>> START
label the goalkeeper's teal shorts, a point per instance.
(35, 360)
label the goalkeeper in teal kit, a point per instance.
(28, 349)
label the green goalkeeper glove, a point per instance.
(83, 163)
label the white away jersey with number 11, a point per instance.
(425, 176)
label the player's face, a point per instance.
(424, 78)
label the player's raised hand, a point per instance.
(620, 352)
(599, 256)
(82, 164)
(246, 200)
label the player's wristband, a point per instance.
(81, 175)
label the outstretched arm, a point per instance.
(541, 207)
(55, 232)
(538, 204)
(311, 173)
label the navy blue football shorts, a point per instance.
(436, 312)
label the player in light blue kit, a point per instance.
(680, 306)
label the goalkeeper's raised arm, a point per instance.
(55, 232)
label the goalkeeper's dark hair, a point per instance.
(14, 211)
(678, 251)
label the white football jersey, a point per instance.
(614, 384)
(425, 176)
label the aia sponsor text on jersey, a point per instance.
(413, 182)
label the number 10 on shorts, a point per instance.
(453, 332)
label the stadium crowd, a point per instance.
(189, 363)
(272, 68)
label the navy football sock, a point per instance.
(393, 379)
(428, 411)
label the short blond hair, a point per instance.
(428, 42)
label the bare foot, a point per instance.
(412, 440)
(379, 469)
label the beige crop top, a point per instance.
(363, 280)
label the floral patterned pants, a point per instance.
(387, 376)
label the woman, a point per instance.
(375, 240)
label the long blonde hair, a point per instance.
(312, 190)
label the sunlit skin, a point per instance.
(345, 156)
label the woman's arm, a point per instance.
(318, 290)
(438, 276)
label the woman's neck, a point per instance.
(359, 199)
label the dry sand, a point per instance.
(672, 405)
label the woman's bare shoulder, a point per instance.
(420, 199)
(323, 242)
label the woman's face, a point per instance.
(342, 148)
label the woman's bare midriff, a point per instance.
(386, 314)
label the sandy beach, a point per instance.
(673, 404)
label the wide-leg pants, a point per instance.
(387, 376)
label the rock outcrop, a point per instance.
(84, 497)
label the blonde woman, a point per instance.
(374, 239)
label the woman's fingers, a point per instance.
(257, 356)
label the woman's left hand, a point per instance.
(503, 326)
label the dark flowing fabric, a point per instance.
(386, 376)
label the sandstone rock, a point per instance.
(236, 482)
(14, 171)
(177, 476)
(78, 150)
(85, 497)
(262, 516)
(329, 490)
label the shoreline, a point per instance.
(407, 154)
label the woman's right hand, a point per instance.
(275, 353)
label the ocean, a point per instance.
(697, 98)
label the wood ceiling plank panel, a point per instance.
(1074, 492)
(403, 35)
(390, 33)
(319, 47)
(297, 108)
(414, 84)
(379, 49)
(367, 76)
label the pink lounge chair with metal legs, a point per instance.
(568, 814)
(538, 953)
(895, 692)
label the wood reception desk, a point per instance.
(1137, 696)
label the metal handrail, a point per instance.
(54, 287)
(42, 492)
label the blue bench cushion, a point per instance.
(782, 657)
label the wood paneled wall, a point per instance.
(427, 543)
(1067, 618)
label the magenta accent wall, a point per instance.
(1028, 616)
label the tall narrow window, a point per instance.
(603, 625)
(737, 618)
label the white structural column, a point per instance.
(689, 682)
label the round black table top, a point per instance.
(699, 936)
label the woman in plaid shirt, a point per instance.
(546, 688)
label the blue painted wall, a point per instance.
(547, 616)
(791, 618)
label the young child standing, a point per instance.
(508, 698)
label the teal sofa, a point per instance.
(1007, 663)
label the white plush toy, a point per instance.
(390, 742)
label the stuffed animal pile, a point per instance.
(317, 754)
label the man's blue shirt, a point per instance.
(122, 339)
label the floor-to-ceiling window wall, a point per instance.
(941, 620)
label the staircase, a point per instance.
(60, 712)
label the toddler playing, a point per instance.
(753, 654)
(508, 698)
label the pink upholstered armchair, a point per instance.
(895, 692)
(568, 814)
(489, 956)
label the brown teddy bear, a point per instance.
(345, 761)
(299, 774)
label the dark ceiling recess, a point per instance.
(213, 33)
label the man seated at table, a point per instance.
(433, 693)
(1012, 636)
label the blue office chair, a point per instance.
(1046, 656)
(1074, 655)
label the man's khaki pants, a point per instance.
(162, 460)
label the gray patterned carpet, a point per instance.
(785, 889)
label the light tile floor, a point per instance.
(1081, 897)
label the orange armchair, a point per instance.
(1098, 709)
>> END
» **TASK GOAL**
Copy out the stretch from the line containing "label the man's khaki" through the end of the material, changing "carpet" to "rug" and leaving everything else as it is.

» **EXERCISE OUTPUT**
label the man's khaki pants, a point per instance.
(162, 460)
label the gray patterned rug, a point per instance.
(785, 889)
label the light tile floor, a point per instance.
(1081, 897)
label the orange armchair, a point per instance.
(1098, 709)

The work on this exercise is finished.